● **Required work**:
Among the lines of the records, find all that carry the word "below" and copy them.

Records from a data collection
- - -

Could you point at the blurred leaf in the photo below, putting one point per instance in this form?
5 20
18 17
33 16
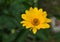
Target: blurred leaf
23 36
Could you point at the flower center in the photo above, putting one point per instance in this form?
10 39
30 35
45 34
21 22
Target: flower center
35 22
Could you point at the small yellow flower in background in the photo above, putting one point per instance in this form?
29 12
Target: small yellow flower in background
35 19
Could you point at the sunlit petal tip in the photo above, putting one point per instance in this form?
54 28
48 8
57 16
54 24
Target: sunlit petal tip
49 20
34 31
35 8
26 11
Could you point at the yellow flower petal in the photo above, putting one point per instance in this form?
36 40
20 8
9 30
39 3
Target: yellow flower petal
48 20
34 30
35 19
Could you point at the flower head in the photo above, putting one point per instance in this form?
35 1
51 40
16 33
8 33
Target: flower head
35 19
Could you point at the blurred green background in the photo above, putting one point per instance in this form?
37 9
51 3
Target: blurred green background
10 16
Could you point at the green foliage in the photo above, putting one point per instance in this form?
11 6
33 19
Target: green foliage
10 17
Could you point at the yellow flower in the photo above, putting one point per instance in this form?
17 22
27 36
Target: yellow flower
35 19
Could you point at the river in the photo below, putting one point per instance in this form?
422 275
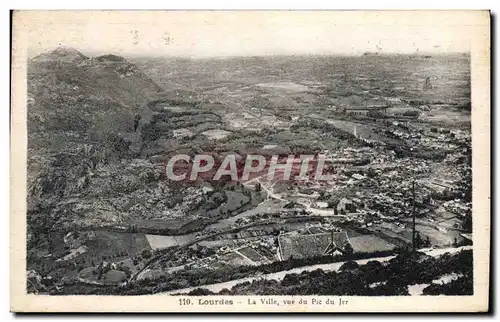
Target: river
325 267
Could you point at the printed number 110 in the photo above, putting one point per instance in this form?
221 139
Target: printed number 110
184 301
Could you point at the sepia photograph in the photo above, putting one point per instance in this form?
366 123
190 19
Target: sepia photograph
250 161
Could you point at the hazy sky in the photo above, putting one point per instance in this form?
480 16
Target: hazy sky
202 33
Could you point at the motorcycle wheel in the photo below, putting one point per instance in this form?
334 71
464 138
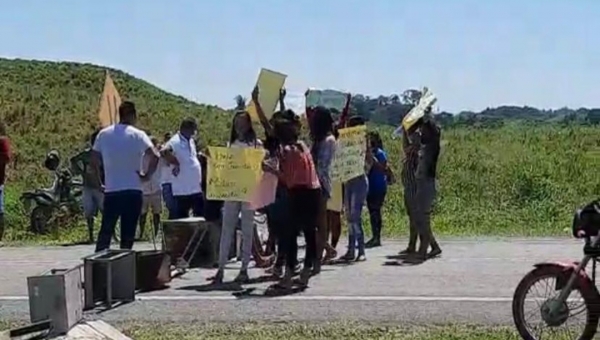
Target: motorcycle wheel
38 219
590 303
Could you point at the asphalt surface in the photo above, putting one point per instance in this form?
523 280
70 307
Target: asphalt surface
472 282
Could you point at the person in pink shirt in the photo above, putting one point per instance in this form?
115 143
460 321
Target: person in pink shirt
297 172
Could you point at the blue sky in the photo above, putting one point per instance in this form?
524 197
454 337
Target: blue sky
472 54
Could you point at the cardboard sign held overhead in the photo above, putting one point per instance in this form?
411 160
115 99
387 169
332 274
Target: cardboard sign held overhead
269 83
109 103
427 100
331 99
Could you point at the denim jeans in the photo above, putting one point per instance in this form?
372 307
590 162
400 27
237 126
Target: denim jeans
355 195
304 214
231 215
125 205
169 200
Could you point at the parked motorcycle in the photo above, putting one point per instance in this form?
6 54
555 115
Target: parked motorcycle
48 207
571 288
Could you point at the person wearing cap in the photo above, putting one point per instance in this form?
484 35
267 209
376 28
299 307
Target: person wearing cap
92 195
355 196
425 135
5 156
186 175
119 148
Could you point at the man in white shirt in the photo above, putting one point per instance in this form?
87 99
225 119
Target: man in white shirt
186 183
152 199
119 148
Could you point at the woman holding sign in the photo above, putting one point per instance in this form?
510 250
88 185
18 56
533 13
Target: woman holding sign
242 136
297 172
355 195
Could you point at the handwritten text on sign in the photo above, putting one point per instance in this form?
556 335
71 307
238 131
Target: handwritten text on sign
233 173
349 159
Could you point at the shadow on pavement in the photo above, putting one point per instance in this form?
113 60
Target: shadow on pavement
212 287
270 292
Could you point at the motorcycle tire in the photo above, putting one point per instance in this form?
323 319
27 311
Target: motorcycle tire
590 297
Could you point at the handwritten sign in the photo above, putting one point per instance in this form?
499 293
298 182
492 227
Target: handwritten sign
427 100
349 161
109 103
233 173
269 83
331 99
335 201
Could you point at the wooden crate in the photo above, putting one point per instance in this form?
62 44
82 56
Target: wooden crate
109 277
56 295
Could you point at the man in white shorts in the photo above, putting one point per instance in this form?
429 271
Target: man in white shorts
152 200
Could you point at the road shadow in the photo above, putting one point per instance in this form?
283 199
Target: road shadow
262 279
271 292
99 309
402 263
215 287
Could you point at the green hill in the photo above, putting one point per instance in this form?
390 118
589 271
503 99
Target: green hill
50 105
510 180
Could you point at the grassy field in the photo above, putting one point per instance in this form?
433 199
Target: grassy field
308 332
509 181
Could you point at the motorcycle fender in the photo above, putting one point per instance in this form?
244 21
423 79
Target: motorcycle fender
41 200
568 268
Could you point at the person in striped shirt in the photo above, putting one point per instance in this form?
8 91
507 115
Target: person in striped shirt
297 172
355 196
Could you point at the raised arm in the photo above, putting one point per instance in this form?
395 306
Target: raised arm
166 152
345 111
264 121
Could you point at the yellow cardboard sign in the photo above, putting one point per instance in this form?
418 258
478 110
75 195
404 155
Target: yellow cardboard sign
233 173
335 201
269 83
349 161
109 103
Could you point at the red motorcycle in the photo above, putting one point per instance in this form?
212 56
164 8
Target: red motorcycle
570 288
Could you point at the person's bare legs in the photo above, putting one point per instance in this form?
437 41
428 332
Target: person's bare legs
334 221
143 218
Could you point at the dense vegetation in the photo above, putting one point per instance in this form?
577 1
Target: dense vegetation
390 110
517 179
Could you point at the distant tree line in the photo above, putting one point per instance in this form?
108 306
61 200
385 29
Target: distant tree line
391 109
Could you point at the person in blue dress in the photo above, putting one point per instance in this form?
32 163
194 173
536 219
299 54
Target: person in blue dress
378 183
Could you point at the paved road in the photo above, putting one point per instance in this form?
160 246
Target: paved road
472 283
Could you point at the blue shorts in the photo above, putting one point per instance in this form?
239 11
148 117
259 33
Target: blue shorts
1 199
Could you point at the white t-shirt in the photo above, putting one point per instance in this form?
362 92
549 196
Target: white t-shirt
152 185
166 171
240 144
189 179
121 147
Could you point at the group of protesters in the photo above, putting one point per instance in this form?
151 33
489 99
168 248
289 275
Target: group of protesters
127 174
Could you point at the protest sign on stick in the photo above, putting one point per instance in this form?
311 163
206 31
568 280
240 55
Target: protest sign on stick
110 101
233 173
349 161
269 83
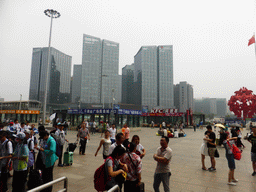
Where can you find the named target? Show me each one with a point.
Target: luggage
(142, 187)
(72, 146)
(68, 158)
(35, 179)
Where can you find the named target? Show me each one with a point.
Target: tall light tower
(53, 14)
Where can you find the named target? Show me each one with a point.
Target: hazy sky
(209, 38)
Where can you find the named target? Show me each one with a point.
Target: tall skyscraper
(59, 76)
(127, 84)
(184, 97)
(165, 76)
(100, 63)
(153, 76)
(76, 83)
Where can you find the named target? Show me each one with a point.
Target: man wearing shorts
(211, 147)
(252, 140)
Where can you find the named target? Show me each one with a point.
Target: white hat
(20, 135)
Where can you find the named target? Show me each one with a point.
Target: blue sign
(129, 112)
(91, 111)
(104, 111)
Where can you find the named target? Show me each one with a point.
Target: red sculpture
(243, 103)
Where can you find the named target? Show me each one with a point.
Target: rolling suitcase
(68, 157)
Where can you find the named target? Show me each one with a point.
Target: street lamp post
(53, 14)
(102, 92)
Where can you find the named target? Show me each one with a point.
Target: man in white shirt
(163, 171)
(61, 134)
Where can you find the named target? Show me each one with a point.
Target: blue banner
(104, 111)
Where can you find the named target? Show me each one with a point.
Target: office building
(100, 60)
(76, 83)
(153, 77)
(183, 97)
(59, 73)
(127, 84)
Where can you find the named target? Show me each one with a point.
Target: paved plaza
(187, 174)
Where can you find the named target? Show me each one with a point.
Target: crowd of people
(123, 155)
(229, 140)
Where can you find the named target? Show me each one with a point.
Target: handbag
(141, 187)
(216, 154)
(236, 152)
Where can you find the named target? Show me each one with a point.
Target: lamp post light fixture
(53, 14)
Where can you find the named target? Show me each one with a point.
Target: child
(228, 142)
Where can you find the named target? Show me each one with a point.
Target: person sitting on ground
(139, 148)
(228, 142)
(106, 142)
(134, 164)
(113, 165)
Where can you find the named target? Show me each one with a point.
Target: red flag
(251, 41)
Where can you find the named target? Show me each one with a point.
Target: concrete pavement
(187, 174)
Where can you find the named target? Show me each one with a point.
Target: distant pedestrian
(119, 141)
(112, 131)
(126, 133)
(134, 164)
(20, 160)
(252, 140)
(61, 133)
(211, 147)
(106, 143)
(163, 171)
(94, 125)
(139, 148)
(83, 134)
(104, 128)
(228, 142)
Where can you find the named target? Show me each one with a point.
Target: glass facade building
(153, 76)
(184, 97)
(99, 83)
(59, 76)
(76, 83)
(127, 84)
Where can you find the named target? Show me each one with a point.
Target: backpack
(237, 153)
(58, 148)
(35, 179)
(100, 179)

- - -

● **Answer box**:
Could you point at the blurred leaf in the photo below, putting one point per instance in this form?
Could you point at the river in the photo below, putting one point per instance in this form?
Could you point at the motorcycle wheel in the photo below, putting one point per instance in this form?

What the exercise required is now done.